What is asked - Lay out each of the rows below as a numbered list, and omit any blank lines.
========================================================================
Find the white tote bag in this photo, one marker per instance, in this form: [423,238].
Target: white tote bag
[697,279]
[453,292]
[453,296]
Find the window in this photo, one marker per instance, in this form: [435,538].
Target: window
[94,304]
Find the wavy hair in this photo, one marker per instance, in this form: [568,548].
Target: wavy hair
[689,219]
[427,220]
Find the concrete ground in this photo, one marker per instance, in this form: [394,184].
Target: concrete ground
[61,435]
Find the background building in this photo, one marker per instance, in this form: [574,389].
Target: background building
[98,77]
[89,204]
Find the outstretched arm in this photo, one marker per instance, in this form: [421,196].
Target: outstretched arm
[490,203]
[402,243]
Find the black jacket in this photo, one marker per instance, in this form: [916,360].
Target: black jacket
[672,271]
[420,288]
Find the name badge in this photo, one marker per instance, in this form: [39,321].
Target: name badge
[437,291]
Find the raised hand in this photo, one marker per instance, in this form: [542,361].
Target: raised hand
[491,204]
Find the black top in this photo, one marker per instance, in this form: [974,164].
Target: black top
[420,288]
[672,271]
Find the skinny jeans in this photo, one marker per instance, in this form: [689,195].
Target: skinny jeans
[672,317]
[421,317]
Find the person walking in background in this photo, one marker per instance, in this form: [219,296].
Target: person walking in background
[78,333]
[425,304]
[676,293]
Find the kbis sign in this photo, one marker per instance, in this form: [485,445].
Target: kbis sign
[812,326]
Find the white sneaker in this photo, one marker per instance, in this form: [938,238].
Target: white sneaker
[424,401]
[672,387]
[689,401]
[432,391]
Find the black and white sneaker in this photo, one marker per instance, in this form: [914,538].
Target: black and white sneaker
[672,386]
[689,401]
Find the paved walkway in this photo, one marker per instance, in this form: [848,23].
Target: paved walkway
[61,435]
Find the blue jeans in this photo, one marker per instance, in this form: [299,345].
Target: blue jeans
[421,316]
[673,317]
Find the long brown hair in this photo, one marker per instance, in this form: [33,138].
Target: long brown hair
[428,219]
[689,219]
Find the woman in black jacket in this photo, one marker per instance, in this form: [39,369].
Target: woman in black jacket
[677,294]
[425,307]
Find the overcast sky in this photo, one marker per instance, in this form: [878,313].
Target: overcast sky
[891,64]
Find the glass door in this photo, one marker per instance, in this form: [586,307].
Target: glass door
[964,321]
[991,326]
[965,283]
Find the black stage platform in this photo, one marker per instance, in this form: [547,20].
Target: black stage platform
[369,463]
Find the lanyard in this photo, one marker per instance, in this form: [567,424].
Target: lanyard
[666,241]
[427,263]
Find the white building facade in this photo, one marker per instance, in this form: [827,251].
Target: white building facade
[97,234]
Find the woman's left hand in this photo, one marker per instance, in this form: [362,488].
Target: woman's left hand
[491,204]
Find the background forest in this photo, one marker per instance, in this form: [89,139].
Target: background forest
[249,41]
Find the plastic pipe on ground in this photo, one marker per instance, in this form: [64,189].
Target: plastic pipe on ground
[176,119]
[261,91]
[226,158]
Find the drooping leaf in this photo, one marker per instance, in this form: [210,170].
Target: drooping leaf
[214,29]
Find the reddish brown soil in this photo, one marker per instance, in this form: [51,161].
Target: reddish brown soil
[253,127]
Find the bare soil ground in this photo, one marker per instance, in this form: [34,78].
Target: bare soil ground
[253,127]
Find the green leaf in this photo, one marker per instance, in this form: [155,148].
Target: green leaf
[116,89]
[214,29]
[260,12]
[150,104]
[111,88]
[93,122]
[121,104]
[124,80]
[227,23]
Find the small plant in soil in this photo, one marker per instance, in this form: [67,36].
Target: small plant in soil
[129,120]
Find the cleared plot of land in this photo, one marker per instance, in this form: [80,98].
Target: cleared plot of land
========================================================================
Full response -
1. Find the white tote bag in this photo, one marker per instance, in this form: [423,238].
2. Target: white tote bag
3. [697,279]
4. [453,292]
5. [453,296]
6. Find the window in this photo, one marker per instance, in this form: [435,538].
7. Target: window
8. [94,304]
9. Find the wavy hair in this photo, one marker per instance, in this form: [568,548].
10. Target: wavy hair
11. [689,219]
12. [427,220]
13. Find the concrete ground in this photo, one marker per instance, in this form: [394,184].
14. Target: concrete ground
15. [61,435]
16. Find the background building in this photo, one marker per instance, in this form: [574,389].
17. Target: background building
18. [98,77]
19. [89,204]
20. Find the outstretched arm in this photo, one marker per instance, in this form: [421,196].
21. Target: outstretched arm
22. [490,203]
23. [402,243]
24. Find the black jacket in this photo, one marker per instance, in this form: [916,360].
25. Target: black jacket
26. [672,271]
27. [420,288]
28. Find the name badge in this photo, one marker per instance, in this form: [39,321].
29. Target: name badge
30. [437,291]
31. Find the raised hand in this photo, one marker per instance, in this form: [542,361].
32. Target: raised hand
33. [491,204]
34. Find the black top in this photo, one marker per instance, in this form: [974,164].
35. Target: black top
36. [420,288]
37. [672,271]
38. Find the skinny jeans in this photo, one marker per instance, in this form: [689,195].
39. Target: skinny jeans
40. [672,317]
41. [421,317]
42. Find the person walking in background in this photo, one marker per instance, in this form: [219,296].
43. Target: person walking in background
44. [78,333]
45. [425,304]
46. [676,293]
47. Find the kbis sign in this photo, one marker per instance, in this form: [485,445].
48. Target: kbis sign
49. [812,326]
50. Find the white sneaker in this photo, one marker per instance, in this form: [938,238].
51. Target: white sneaker
52. [424,401]
53. [672,387]
54. [689,401]
55. [432,391]
56. Find the black and white sneaker in this photo, one marker per instance, in this form: [914,538].
57. Target: black and white sneaker
58. [672,386]
59. [689,401]
60. Find the paved walkway in this photo, one marker per instance, in this form: [848,23].
61. Target: paved walkway
62. [61,435]
63. Find the blue jeans in this photo, one marker per instance, in this form: [299,345].
64. Target: blue jeans
65. [421,316]
66. [673,317]
67. Find the long brown hair in this photo, one marker per instance, in this form: [33,138].
68. Target: long brown hair
69. [428,219]
70. [689,219]
71. Find the woman in black jacket in this photo, one marker per instance, in this form: [39,369].
72. Target: woman in black jacket
73. [677,294]
74. [425,307]
75. Find the overcast sky in this photo, one marker per instance, in this form: [878,313].
76. Target: overcast sky
77. [891,64]
78. Find the glass door in this photo, one marker per instance, in this form: [586,307].
79. Target: glass door
80. [964,321]
81. [991,326]
82. [965,283]
83. Find the black stage platform in this photo, one marker per instance, in this form: [547,20].
84. Target: black stage platform
85. [369,463]
86. Find the lanyard in this photo, one marker per instance, in this form: [567,424].
87. Target: lanyard
88. [666,241]
89. [427,263]
90. Find the white building facade in this photo, one marker per instance, in this form: [827,251].
91. Target: white building facade
92. [97,234]
93. Find the woman's left hand in this photo, one marker per instance, in this form: [362,488].
94. Target: woman's left hand
95. [491,204]
96. Find the background forest in this photo, one marker per instance, in this form: [89,139].
97. Target: background forest
98. [249,41]
99. Find the plastic pipe on ground in this photo, one marker per instance, in this form: [64,189].
100. Target: plastic pipe on ground
101. [176,119]
102. [261,91]
103. [226,158]
104. Find the drooping leaf in this photo, one marker per instance, in this form: [210,170].
105. Target: drooping leaf
106. [214,29]
107. Find the reddish brown soil in this photo, one marker per instance, in this form: [51,161].
108. Target: reddish brown soil
109. [253,127]
110. Find the bare soil ground in this photo, one marker per instance, in this form: [34,78].
111. Target: bare soil ground
112. [253,127]
113. Find the green leaf in this photo, one marker per instance, in this form: [155,148].
114. Target: green leaf
115. [116,89]
116. [214,29]
117. [260,12]
118. [150,104]
119. [111,88]
120. [93,122]
121. [121,104]
122. [124,80]
123. [227,23]
124. Find the small plant in soil in this photo, one marker per instance, in this form: [67,36].
125. Target: small plant in soil
126. [129,120]
127. Find the cleared plot of land in this photo, one marker per instance, in this form: [80,98].
128. Target: cleared plot of land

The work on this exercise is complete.